SOURCE EXCERPT:
┌──

Update #2 (5/6): Krugman says we're overreacting.
Update #3 (5/7): No, we're not, say Mankiw, and deLong, who believes "it is important that presidential candidates fear economists."

Sunday, May 4, 2008

Inflation Under a Microscope

Check out this nifty interactive graphic from the Times decomposing the year's increase in the Consumer Price Index into its component parts. It vaguely reminds me of something one might see in a under a microscope in science class, or maybe a stained-glass window...

Friday, May 2, 2008

In Defense of Bernanke

Macroeconomists often act as Monday-morning quarterbacks of monetary policy, and Ben Bernanke has gotten plenty of criticism, some of it rather harsh. Taking a more favorable view, in Barron's, Randall Forsyth defends Bernanke's handling of the credit crisis:
Importantly, these innovations [the TSLF and PDCF*] obviate the need for the Fed, in the widely cited words of a speech by Bernanke in 2003, to drop dollars from helicopters to stave off a deflationary crisis. The present Fed chairman gets credit (and blame) for that turn of phrase, but it originated with Nobel Laureate Milton Friedman.

Indeed, much of Bernanke's academic work built on the insights of Friedman and his collaborator, Anna J. Schwartz, who pinned the blame of the Great Depression on the Fed for permitting the money supply to contract by one-third. Bernanke's work focused on how that happened; the answer was basically a breakdown in the financial system.

Using that insight, Bernanke has fashioned these new instruments to make sure the 21st century financial system does not break down as the one of the 1930s did. Until now, the instruments were extremely blunt -- as in driving short-term rates down to 1% under his predecessor, Alan Greenspan, and holding them at preternaturally low levels even after the economy and the financial system recovered from the tech-telecom bust.

In essence, Ben Bernanke has come up with an alternative to the monetary printing press to deal with the greatest credit bubble and bust in history...
Hat tip to The Big Picture.
*The Primary Dealer Credit Facility (opening discount window lending to investment banks) and Term Securities Lending Facility (loans of Treasury securities collateralized by mortgage backed securities; see this earlier post). Also, Real Time Economics has a brief guide to the "alphabet soup."

└──

WRITTEN TASK A:
In the records, swap "photograph" for "image" in everything from the line containing "# test: pointer marks one dot per instance of the shrub" down to the end of the records, changing nothing else. Return only those lines.

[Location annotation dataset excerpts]
┌──

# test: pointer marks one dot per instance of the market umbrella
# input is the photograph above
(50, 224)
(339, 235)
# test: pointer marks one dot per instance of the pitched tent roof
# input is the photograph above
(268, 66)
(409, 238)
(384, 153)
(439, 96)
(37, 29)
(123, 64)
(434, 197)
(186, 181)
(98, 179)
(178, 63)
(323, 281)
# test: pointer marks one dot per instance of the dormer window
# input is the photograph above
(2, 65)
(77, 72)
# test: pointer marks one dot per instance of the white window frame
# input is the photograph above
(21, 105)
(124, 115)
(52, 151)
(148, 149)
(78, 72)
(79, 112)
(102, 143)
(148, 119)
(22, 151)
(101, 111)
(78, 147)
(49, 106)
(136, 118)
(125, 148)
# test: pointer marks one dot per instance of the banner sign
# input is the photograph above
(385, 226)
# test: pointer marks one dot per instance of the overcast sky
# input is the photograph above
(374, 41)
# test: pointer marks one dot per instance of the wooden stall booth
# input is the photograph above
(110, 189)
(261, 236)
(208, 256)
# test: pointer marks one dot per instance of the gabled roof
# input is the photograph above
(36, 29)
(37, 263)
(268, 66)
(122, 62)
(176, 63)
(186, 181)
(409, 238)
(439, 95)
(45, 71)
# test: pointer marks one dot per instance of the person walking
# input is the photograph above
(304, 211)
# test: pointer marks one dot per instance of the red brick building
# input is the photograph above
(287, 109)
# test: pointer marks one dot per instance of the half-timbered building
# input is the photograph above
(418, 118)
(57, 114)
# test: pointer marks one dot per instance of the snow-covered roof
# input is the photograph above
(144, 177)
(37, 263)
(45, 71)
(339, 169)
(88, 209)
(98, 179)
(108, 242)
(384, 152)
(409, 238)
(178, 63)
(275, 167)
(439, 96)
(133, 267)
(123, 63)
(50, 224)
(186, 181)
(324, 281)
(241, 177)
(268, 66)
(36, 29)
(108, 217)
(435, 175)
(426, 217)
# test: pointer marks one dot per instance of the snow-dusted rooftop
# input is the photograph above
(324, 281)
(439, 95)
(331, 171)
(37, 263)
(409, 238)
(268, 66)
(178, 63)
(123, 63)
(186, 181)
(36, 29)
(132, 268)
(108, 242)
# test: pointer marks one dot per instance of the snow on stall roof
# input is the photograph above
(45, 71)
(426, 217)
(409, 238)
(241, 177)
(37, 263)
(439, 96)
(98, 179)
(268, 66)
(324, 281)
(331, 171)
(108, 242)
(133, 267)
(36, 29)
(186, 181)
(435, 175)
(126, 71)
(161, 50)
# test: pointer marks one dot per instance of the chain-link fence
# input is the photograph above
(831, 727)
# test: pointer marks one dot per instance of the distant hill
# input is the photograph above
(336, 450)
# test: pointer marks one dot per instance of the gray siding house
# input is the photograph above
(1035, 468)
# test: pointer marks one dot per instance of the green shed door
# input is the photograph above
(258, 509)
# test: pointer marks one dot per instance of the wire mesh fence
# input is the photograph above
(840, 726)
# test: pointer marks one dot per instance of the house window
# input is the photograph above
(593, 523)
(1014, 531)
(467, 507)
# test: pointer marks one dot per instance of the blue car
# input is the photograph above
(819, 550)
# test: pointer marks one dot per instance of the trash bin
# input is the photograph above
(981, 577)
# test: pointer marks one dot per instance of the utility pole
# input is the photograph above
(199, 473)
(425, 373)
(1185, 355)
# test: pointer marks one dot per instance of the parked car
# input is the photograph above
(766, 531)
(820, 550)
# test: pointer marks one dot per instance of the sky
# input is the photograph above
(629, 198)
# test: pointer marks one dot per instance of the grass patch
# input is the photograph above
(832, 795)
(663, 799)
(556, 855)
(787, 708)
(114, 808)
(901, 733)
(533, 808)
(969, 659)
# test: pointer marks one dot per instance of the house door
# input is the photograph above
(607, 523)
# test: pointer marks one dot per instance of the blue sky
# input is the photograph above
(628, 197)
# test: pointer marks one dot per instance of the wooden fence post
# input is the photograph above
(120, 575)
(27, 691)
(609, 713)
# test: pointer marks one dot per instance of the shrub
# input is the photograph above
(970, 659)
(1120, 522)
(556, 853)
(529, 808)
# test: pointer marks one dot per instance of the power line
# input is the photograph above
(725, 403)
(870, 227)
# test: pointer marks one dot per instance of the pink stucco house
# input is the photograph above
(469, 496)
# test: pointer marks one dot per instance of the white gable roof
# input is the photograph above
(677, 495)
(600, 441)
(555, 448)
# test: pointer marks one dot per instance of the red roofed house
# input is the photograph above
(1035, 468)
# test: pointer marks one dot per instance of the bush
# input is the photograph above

└──

WRITTEN TASK B:
According to the blog excerpt, who originated the phrase about dropping dollars from helicopters?

EXERCISE OUTPUT A:
# test: pointer marks one dot per instance of the shrub
# input is the image above
(970, 659)
(1120, 522)
(556, 853)
(529, 808)
# test: pointer marks one dot per instance of the power line
# input is the image above
(725, 403)
(870, 227)
# test: pointer marks one dot per instance of the pink stucco house
# input is the image above
(469, 496)
# test: pointer marks one dot per instance of the white gable roof
# input is the image above
(677, 495)
(600, 441)
(555, 448)
# test: pointer marks one dot per instance of the red roofed house
# input is the image above
(1035, 468)
# test: pointer marks one dot per instance of the bush
# input is the image above

EXERCISE OUTPUT B:
Nobel Laureate Milton Friedman.